CHALLENGE:
Pick out every line of the records containing the string "glass", and copy each one. Case counts.
>>>>
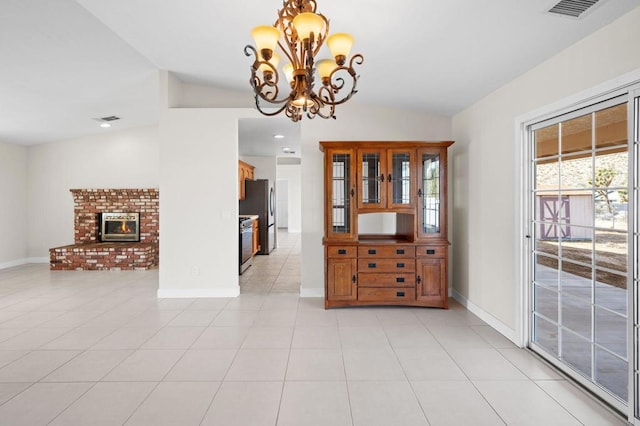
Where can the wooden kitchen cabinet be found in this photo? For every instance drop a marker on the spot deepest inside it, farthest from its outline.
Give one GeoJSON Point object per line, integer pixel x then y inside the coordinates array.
{"type": "Point", "coordinates": [407, 266]}
{"type": "Point", "coordinates": [245, 172]}
{"type": "Point", "coordinates": [341, 273]}
{"type": "Point", "coordinates": [386, 179]}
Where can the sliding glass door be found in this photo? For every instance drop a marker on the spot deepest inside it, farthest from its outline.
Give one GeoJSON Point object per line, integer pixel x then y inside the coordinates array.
{"type": "Point", "coordinates": [582, 237]}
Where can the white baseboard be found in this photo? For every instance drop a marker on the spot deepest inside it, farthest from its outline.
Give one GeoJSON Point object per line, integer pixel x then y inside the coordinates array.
{"type": "Point", "coordinates": [11, 264]}
{"type": "Point", "coordinates": [197, 293]}
{"type": "Point", "coordinates": [311, 292]}
{"type": "Point", "coordinates": [492, 321]}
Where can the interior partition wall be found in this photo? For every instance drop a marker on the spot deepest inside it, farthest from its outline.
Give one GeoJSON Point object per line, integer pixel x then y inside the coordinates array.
{"type": "Point", "coordinates": [582, 244]}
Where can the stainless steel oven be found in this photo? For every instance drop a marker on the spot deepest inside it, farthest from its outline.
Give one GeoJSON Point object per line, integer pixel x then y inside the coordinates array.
{"type": "Point", "coordinates": [246, 243]}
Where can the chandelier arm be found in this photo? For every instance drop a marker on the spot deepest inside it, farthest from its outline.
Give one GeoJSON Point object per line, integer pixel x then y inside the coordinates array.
{"type": "Point", "coordinates": [269, 114]}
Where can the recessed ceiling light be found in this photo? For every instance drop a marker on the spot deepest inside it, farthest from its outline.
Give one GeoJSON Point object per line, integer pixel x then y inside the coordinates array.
{"type": "Point", "coordinates": [105, 121]}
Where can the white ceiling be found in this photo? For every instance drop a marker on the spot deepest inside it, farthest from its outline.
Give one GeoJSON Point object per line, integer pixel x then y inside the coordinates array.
{"type": "Point", "coordinates": [65, 62]}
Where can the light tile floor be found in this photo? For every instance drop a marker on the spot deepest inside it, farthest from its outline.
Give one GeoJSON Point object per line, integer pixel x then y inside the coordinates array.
{"type": "Point", "coordinates": [98, 348]}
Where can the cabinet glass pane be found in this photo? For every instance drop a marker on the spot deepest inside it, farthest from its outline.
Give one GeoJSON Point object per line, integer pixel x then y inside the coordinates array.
{"type": "Point", "coordinates": [370, 174]}
{"type": "Point", "coordinates": [430, 193]}
{"type": "Point", "coordinates": [340, 200]}
{"type": "Point", "coordinates": [401, 178]}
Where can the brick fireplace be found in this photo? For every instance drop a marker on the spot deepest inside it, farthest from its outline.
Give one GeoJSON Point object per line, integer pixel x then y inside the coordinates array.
{"type": "Point", "coordinates": [88, 253]}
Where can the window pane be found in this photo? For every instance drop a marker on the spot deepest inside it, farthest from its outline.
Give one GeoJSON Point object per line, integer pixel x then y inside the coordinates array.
{"type": "Point", "coordinates": [370, 192]}
{"type": "Point", "coordinates": [576, 315]}
{"type": "Point", "coordinates": [576, 351]}
{"type": "Point", "coordinates": [546, 142]}
{"type": "Point", "coordinates": [545, 334]}
{"type": "Point", "coordinates": [576, 135]}
{"type": "Point", "coordinates": [611, 372]}
{"type": "Point", "coordinates": [340, 198]}
{"type": "Point", "coordinates": [611, 331]}
{"type": "Point", "coordinates": [611, 126]}
{"type": "Point", "coordinates": [431, 193]}
{"type": "Point", "coordinates": [401, 178]}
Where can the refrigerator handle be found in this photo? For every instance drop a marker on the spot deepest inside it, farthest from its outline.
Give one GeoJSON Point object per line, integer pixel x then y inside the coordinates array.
{"type": "Point", "coordinates": [271, 201]}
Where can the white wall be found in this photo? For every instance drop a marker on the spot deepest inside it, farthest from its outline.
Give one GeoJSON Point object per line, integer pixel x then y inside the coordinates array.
{"type": "Point", "coordinates": [199, 202]}
{"type": "Point", "coordinates": [354, 122]}
{"type": "Point", "coordinates": [265, 167]}
{"type": "Point", "coordinates": [13, 205]}
{"type": "Point", "coordinates": [486, 168]}
{"type": "Point", "coordinates": [292, 173]}
{"type": "Point", "coordinates": [115, 159]}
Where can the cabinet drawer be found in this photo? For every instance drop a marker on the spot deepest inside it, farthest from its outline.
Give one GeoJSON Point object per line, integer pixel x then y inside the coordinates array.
{"type": "Point", "coordinates": [374, 294]}
{"type": "Point", "coordinates": [341, 251]}
{"type": "Point", "coordinates": [386, 251]}
{"type": "Point", "coordinates": [407, 266]}
{"type": "Point", "coordinates": [367, 279]}
{"type": "Point", "coordinates": [432, 251]}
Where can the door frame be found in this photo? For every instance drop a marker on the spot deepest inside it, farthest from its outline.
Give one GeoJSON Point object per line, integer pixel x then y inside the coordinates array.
{"type": "Point", "coordinates": [627, 84]}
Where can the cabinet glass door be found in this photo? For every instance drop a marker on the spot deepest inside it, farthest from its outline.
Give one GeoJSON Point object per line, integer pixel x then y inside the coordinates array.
{"type": "Point", "coordinates": [372, 177]}
{"type": "Point", "coordinates": [341, 193]}
{"type": "Point", "coordinates": [429, 194]}
{"type": "Point", "coordinates": [399, 179]}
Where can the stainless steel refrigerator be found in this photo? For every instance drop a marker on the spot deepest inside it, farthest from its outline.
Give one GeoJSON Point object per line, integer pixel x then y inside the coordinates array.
{"type": "Point", "coordinates": [260, 199]}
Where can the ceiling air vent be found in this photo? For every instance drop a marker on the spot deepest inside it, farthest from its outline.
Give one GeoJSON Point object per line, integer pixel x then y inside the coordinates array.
{"type": "Point", "coordinates": [573, 8]}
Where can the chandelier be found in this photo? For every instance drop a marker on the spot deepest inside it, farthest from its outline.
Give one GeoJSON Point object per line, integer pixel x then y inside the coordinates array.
{"type": "Point", "coordinates": [299, 33]}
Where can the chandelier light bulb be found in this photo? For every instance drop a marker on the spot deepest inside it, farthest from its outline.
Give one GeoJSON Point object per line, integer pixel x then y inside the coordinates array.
{"type": "Point", "coordinates": [340, 45]}
{"type": "Point", "coordinates": [325, 67]}
{"type": "Point", "coordinates": [266, 39]}
{"type": "Point", "coordinates": [308, 23]}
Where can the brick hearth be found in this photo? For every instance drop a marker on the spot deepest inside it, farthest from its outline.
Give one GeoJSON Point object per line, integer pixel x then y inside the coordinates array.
{"type": "Point", "coordinates": [88, 254]}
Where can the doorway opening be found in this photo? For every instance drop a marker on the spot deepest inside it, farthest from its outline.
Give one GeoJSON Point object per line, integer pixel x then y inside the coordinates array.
{"type": "Point", "coordinates": [272, 147]}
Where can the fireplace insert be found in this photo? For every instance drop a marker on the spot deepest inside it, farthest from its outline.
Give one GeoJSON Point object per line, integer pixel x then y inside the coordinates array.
{"type": "Point", "coordinates": [116, 227]}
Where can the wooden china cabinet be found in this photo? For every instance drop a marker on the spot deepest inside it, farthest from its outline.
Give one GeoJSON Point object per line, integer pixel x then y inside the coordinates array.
{"type": "Point", "coordinates": [385, 212]}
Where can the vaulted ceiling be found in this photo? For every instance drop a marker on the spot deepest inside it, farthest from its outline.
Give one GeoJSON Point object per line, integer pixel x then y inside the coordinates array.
{"type": "Point", "coordinates": [65, 62]}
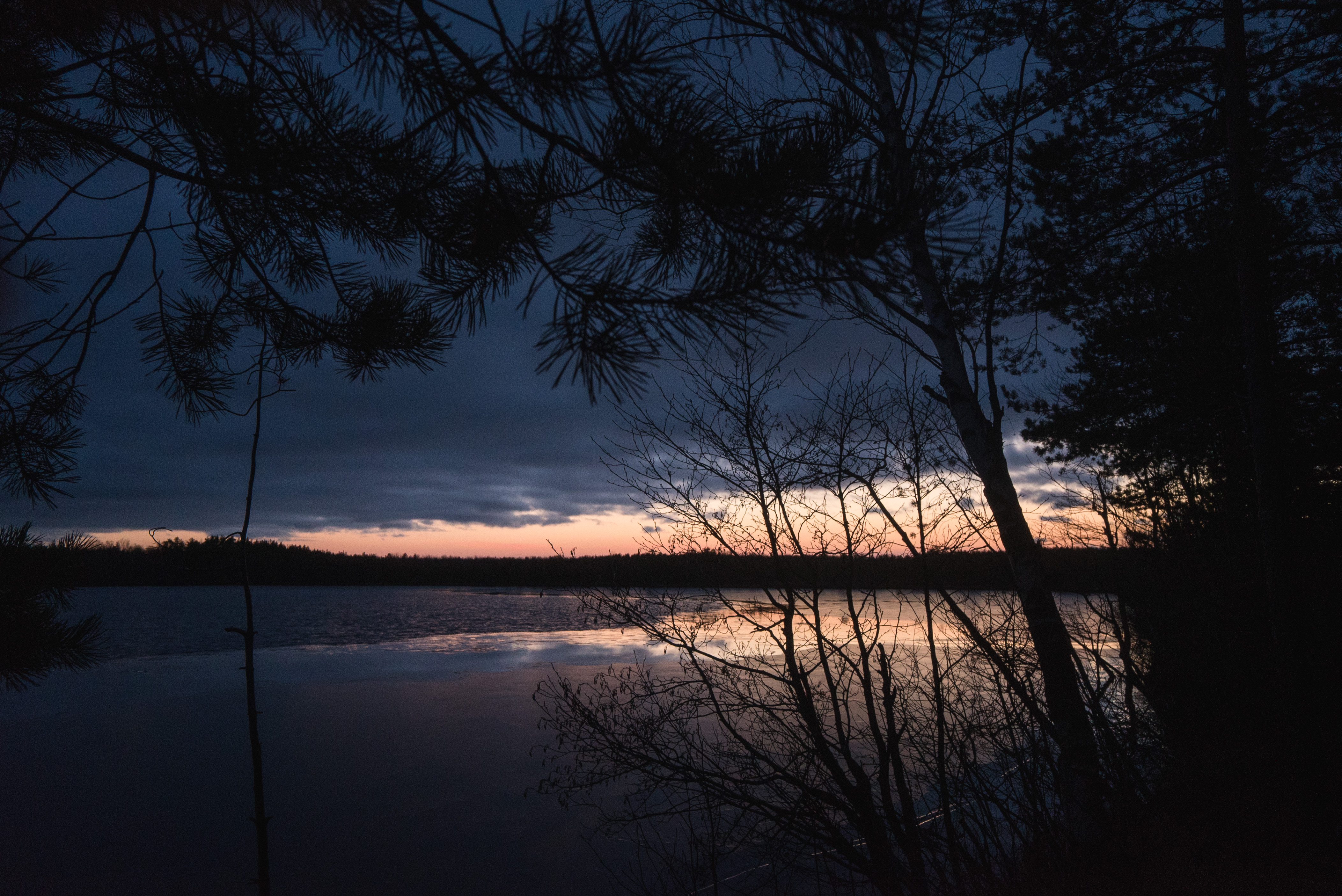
<<<<
CORRECT RESPONSE:
Where can the sliding glass door be found in this photo? For every instance drop a marker on the spot deepest inside it, farthest from its outline.
Where can the cabinet glass pane be found in this photo? For every instance drop a marker on the spot deepest inside it, farthest from its outline.
Where can the cabinet glass door be found in this photo? For every instance drop a marker on the spot deepest inside it, farthest from its outline.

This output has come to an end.